Article →
____

4.10.23

Portrait d’Andrea Dunbar - cheffe de secteur Intelligence Artificielle Edge & Vision - CSEM

Andrea Dunbar - Intelligence Artificielle Edge & Vision - CSEM

Membre du jury du Prix BCN Innovation
Enseigne la digitalisation à l’EPFL

Andrea Dunbar est née à New Hampshire, Etats-Unis, où elle a vécu les dix premières années de sa vie avant de s’établir près de Londres. A 18 ans, elle prend une année sabbatique pour voyager aux Etats-Unis. Elle traverse tout le pays en voiture et pose ses valises quelques mois au Guatemala pour apprendre l’espagnol. De retour en Grande-Bretagne, elle commence des études de physique à St Andrews en Ecosse et y décroche son Bachelor.

Elle enchaîne avec une expérience comme courtière certifiée à la City de Londres, puis revient à la physique et achève un doctorat au « Trinity College » à Dublin sur des polaritons de cavité, un système d’états mixtes lumière-matière. C’est là qu’elle entre en contact avec l’EPFL grâce aux échantillons échangés. Après plusieurs visites sur le site de l’EPFL, elle décide en 2003 de déménager à Lausanne pour travailler à l’EPFL en tant qu’assistante de recherche, et elle en profite pour apprendre le français. Elle se spécialise dans le domaine des cristaux photoniques. En 2007, on lui propose de rejoindre le CSEM, et en 2017, elle est nommée cheffe du secteur « Embedded Vision ». Ce secteur, aujourd’hui renommé « Edge IA & Vision », est un groupe multidisciplinaire (data science, optique, imageurs, logiciels, architecture système, traitements de données) composé de 16 personnes.

Quels sont les principaux défis que vous devez relever dans l’Intelligence artificielle Edge et la Vision » ?

____

Entrées répertoriées →

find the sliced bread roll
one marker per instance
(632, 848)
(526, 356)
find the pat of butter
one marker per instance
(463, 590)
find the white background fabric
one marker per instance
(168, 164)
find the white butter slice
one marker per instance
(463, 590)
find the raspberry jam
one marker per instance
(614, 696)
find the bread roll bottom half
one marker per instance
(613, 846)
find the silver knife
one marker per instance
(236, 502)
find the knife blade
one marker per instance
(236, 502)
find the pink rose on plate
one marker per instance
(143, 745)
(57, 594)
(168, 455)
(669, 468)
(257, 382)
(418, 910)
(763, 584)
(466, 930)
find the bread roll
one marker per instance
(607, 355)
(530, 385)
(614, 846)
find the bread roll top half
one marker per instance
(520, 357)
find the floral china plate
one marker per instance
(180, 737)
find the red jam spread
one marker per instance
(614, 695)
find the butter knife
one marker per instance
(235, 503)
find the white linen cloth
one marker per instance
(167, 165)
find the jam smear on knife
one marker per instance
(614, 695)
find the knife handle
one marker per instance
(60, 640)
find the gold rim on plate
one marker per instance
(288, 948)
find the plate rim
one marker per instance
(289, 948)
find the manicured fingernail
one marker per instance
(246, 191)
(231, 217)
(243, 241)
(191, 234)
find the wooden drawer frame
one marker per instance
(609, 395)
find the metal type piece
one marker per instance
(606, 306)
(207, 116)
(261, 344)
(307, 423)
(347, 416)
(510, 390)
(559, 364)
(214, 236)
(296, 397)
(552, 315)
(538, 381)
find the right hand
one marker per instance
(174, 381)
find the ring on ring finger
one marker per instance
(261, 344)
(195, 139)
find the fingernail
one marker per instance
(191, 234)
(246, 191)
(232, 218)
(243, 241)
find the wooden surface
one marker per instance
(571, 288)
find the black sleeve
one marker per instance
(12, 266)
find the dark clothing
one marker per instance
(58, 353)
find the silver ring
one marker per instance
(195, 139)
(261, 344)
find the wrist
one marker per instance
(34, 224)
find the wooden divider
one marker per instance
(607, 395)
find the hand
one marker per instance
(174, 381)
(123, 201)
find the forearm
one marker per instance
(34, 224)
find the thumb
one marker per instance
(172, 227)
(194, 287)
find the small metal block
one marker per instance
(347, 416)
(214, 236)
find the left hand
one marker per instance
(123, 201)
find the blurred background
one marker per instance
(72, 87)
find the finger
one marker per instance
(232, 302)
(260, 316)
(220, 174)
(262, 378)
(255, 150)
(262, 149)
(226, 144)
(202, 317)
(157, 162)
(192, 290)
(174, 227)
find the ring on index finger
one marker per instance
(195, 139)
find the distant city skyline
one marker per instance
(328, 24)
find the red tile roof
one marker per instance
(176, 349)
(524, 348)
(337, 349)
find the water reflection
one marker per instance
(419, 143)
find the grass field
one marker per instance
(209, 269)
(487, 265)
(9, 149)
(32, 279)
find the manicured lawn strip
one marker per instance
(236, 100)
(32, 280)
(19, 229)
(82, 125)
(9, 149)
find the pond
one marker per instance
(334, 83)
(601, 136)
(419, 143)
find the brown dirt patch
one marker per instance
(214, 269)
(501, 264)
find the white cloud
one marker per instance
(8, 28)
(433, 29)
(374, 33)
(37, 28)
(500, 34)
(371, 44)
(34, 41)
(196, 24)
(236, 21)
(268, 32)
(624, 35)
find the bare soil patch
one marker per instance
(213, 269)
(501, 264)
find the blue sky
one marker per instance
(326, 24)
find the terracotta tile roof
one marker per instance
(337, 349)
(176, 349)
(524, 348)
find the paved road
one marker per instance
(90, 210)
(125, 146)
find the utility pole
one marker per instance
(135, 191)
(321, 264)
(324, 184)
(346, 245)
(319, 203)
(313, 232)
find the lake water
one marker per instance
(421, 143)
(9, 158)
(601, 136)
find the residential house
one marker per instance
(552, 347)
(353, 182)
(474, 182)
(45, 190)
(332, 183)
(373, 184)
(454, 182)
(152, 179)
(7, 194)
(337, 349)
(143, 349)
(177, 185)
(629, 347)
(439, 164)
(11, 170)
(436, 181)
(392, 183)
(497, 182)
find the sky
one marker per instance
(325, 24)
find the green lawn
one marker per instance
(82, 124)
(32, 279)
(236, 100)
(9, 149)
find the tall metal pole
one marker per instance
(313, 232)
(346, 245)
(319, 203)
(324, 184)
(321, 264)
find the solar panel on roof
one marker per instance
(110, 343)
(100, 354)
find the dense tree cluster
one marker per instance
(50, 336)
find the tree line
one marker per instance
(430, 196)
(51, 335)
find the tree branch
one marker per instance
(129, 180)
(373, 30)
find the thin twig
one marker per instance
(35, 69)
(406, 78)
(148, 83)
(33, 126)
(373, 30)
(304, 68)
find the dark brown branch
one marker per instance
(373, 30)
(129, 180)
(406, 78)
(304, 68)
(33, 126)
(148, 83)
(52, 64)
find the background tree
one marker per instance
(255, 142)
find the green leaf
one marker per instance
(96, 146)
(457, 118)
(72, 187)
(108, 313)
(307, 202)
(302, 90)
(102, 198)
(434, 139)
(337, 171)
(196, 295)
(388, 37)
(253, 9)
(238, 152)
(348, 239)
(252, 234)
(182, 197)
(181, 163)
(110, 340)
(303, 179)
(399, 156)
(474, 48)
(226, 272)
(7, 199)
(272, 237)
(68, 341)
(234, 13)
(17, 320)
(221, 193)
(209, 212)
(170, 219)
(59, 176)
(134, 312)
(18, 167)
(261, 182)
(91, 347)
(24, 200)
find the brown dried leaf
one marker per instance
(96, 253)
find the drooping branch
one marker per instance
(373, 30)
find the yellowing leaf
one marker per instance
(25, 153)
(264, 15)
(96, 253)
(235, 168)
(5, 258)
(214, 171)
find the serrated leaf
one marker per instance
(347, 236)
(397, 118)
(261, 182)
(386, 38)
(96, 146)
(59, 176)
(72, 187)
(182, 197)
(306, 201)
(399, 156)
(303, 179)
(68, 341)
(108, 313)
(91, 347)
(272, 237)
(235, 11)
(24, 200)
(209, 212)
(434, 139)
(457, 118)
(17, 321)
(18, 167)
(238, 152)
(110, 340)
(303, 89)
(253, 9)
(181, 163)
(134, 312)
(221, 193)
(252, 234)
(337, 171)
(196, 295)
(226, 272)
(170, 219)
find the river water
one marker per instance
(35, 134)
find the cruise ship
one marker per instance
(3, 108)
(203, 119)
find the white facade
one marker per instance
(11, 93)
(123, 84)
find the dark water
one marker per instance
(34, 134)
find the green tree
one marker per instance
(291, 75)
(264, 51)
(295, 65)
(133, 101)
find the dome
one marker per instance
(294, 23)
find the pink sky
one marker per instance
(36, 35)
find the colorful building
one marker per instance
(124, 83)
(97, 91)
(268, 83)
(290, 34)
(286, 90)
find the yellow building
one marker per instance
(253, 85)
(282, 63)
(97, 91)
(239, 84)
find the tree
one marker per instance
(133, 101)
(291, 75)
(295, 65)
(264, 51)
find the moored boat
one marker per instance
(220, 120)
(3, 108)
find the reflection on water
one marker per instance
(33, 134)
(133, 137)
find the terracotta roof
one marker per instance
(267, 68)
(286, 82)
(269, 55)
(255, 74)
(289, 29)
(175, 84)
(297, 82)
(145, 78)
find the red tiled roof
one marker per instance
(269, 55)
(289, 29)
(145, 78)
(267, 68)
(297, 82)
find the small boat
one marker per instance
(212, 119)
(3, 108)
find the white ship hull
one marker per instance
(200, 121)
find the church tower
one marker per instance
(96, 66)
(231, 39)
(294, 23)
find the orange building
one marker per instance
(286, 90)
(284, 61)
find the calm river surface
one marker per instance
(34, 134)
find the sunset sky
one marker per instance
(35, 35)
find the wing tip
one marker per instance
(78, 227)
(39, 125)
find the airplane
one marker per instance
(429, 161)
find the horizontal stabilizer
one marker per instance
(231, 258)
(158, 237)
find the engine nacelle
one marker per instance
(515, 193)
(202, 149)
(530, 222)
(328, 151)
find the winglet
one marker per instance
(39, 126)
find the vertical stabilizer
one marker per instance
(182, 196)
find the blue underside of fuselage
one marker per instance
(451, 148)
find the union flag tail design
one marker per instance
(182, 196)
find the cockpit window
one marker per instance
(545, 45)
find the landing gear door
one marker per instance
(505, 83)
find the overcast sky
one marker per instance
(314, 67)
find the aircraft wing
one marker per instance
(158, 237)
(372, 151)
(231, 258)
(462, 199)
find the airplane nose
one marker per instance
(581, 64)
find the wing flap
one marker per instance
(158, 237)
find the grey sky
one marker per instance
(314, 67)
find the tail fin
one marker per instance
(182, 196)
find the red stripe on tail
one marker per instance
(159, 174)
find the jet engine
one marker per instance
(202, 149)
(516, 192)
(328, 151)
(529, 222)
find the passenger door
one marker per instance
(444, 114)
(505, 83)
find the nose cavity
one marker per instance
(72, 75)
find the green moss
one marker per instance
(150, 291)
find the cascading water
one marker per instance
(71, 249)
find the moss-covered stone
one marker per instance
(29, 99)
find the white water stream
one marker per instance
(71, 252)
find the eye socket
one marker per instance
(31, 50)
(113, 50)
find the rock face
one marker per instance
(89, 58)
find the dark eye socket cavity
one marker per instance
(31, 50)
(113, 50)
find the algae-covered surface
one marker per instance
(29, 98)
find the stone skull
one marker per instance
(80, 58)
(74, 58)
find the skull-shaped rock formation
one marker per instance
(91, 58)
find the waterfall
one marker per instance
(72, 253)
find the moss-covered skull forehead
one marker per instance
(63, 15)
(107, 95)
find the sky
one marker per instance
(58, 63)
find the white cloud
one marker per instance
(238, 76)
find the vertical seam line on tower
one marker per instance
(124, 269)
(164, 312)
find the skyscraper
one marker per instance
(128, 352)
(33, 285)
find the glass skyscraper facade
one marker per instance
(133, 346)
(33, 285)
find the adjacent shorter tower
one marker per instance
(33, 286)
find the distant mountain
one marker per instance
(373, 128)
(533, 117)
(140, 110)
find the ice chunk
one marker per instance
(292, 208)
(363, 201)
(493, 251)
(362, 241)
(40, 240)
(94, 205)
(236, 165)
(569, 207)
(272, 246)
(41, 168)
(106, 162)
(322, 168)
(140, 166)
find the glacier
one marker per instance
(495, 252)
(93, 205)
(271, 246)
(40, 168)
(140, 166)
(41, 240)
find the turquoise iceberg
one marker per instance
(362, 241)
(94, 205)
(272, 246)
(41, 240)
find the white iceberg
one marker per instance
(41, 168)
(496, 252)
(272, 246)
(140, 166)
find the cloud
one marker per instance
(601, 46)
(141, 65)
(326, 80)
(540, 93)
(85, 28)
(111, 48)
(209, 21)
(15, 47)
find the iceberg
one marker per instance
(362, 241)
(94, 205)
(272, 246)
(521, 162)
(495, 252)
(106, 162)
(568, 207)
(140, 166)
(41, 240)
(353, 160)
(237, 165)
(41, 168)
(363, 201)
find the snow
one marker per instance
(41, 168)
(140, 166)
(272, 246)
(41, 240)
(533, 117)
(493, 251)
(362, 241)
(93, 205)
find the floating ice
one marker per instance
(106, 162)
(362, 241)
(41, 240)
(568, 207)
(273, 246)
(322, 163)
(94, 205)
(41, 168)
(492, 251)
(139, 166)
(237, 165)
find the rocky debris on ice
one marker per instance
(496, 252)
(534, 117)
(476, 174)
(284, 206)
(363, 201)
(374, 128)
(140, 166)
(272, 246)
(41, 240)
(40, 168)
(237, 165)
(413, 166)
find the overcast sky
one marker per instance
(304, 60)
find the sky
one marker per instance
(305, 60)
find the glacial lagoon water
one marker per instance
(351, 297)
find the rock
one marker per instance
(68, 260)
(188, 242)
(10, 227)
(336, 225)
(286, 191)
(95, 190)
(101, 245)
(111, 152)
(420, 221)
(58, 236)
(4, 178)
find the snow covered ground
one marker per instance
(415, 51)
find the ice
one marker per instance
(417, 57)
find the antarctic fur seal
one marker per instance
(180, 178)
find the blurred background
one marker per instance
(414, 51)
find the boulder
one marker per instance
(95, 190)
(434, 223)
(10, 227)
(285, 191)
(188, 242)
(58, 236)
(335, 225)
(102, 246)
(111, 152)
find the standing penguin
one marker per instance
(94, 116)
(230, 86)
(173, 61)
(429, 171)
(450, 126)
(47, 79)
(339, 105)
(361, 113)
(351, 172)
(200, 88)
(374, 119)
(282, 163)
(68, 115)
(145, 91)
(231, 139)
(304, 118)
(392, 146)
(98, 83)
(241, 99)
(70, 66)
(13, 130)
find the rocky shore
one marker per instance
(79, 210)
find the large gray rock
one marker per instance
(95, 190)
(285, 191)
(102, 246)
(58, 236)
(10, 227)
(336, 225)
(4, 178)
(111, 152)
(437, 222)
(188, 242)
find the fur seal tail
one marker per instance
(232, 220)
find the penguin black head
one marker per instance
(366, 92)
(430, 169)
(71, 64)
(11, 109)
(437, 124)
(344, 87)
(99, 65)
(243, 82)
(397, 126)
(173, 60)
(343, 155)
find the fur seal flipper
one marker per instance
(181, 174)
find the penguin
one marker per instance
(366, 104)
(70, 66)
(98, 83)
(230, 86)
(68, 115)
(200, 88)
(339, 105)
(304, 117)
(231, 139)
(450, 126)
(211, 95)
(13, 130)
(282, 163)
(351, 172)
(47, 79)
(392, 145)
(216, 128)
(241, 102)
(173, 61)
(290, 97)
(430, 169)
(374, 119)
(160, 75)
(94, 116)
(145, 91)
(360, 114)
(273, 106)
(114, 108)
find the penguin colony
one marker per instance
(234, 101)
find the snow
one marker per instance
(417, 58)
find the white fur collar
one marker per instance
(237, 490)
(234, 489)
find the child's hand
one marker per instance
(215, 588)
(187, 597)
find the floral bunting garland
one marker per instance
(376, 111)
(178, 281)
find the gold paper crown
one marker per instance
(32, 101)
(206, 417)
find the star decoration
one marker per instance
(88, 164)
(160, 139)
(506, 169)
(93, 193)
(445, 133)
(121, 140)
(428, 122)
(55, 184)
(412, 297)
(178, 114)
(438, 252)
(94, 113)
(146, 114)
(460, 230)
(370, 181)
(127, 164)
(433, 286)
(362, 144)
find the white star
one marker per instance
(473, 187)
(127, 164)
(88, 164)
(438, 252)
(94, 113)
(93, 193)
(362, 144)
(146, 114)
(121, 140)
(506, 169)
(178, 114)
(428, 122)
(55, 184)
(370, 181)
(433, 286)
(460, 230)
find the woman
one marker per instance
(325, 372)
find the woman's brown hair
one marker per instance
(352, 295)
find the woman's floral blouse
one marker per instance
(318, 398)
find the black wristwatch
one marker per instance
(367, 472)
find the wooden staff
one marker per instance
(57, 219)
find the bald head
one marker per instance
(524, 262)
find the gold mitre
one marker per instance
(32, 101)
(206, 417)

____

Consignes écrites →
a. D'après l'article, en quelle année Andrea Dunbar a-t-elle été nommée cheffe du secteur « Embedded Vision » ?
b. Reprenez à l'identique le passage de l'article allant de « Andrea Dunbar est » jusqu'à « décroche son Bachelor. ».
Les enregistrements constituent un matériau distinct de l'article.

Réponses de l'exercice →
a. En 2017.

b.
Andrea Dunbar est née à New Hampshire, Etats-Unis, où elle a vécu les dix premières années de sa vie avant de s’établir près de Londres. A 18 ans, elle prend une année sabbatique pour voyager aux Etats-Unis. Elle traverse tout le pays en voiture et pose ses valises quelques mois au Guatemala pour apprendre l’espagnol. De retour en Grande-Bretagne, elle commence des études de physique à St Andrews en Ecosse et y décroche son Bachelor.